---------- Sayfa

Fiilî işgal ve saldırılara maruz kalanların dışındaki Müslümanlara ise; Batı’nın kültürel saldırıları ile Batı modeli bir hayat tarzı empoze edildi. Batılıların yaşantı tarzı televizyon, gazete, dergi ve diğer iletişim araçları ile cazip hale getirildi… Özendirildi… Reklam edildi… Teşvik edildi… Kabule zorlandı… Öyle ki, eğitim gören başı kapalı kız öğrencinin diploması dahi verilmedi… Gençler arasında içki içmeyen, harama bulaşmak istemeyen, arkadaşları tarafından küçümsendi…
Rasulullah Sallallahu Aleyhi ve Sellem şöyle buyurdu: “Sizler, kendinizden önce gelen ümmetlerin sünnetine kulacı kulacına, arşını arşınına ve karışı karışına muhakkak tıpa tıp uyacaksınız. Hatta onlar, daracık bir keler (kertenkele) deliğine girseler oraya siz de gireceksiniz." Oradakiler, "Ey Allah'ın Rasulü! (Onlar) Yahudiler ve Hristiyanlar mı?" diye sordular*.** Rasulullah Sallallahu Aleyhi ve Sellem sesini yükselterek, ‘Ya kim olacaktı?" diye buyurdular.”* (Buharî, Müslim)

--------------------

Yönergeler:
A) Batı'nın Müslümanlar üzerindeki etkisini anlatan sayfaya göre şu soruları yanıtlayın:
(i) Batılıların yaşantı tarzı hangi araçlarla cazip hale getirildi?
(ii) Eğitim gören başı kapalı kız öğrenciye neyin dahi verilmediği söyleniyor?
(iii) Hadiste oradakiler Rasulullah'a hangi soruyu sordu?
B) Batı'nın Müslümanlar üzerindeki etkisini anlatan sayfayı kaldığı yerden sürdürün.

---------- Verilen Veriler

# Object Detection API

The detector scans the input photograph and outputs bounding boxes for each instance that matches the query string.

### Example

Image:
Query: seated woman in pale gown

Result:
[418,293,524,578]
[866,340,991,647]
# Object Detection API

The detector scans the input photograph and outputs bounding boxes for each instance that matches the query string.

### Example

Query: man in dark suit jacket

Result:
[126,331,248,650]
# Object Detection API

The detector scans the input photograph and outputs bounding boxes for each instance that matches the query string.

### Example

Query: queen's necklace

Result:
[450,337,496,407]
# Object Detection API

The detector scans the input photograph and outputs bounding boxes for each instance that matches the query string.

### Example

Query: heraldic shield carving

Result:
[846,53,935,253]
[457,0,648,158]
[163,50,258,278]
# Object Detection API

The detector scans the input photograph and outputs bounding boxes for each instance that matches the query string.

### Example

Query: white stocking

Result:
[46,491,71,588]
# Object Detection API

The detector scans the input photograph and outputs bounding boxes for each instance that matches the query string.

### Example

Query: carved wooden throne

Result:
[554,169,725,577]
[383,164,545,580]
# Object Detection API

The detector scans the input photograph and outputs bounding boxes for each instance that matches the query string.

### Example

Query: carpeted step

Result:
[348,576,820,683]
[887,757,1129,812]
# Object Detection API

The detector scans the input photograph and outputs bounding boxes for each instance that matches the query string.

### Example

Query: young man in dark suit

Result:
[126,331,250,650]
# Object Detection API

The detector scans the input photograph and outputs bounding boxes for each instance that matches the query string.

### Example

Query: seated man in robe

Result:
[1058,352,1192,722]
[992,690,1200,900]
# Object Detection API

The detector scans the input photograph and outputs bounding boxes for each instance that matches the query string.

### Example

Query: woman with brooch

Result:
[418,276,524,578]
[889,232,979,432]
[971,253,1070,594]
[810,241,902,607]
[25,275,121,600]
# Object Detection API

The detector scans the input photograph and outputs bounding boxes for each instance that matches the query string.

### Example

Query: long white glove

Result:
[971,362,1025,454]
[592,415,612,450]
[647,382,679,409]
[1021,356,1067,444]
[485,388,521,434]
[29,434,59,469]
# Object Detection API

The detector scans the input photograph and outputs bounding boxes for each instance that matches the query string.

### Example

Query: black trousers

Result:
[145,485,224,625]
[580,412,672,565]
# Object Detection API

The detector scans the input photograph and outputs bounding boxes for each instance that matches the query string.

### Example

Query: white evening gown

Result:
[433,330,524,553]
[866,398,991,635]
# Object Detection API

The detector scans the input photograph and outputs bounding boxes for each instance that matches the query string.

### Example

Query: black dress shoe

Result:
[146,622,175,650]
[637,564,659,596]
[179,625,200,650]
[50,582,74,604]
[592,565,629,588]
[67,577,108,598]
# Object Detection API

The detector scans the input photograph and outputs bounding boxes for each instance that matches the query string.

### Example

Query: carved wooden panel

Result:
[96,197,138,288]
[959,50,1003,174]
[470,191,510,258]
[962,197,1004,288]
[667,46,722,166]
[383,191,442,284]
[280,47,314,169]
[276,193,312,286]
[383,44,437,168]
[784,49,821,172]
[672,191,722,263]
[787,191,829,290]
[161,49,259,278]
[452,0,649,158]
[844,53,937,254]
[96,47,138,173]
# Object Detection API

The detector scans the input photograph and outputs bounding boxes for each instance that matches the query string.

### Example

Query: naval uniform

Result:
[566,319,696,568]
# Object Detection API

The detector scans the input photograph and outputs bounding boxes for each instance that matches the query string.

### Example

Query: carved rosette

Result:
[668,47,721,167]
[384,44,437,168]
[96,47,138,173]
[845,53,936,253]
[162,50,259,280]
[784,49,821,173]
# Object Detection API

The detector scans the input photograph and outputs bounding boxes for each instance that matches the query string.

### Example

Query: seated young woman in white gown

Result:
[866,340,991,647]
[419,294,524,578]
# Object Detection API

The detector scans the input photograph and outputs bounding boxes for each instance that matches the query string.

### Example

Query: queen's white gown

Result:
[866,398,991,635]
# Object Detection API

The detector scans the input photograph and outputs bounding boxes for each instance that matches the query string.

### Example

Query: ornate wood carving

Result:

--------------------

Sırayla Yanıtlar:
A)
(i) Televizyon, gazete, dergi ve diğer iletişim araçlarıyla.
(ii) Diploması.
(iii) "Ey Allah'ın Rasulü! (Onlar) Yahudiler ve Hristiyanlar mı?"

B)
Batı toplumunu hasta eden şeyler, bize ilaç diye sunuldu. Hâlâ da sunulmaya devam ediyor. Kokuşmuş laiklik, demokrasi ve özgürlükler anlayışı ile Müslüman toplumun can damarı kesiliyor. Son yüz yıldır, yılbaşı geleneği adına çam ağacı kesmekten geri durmayanlar, aynı zamanda ümmetin evlatlarını katletmeyi de ihmal etmediler. Bugün güç ve kuvvet sahibi olan Müslümanların ordularının gözü önünde çocuklar öldürülüyor, ırzlar kirletiliyor, katliamlar yapılıyor ve topraklarımız yakılıp yıkılıyor. Kültürel saldırılar sonucu, ‘Batı hadaratının etkisi altına giren yöneticiler, komutanlar; emri altında bulunan aynı dine mensup ordularını, “zalime dur!” demek için dahi harekete geçirmekten acizler!
Yine yeni yıl kutlamaları altında, çeşitli haramların yolunu açmak, Müslümanların aklına, inancına ve yaşantısına atılmış birer bombadır. Tıpkı İstanbul’da, Kayseri’de, Halep’te, Musul’da, Bağdat’ta patlatılan bombalar gibi… Akıtılan kan… Katledilen bedenler gibi… Bunun içindir ki; patlatılan bombalar kiminse, yılbaşı kutlamaları da onundur, diyoruz.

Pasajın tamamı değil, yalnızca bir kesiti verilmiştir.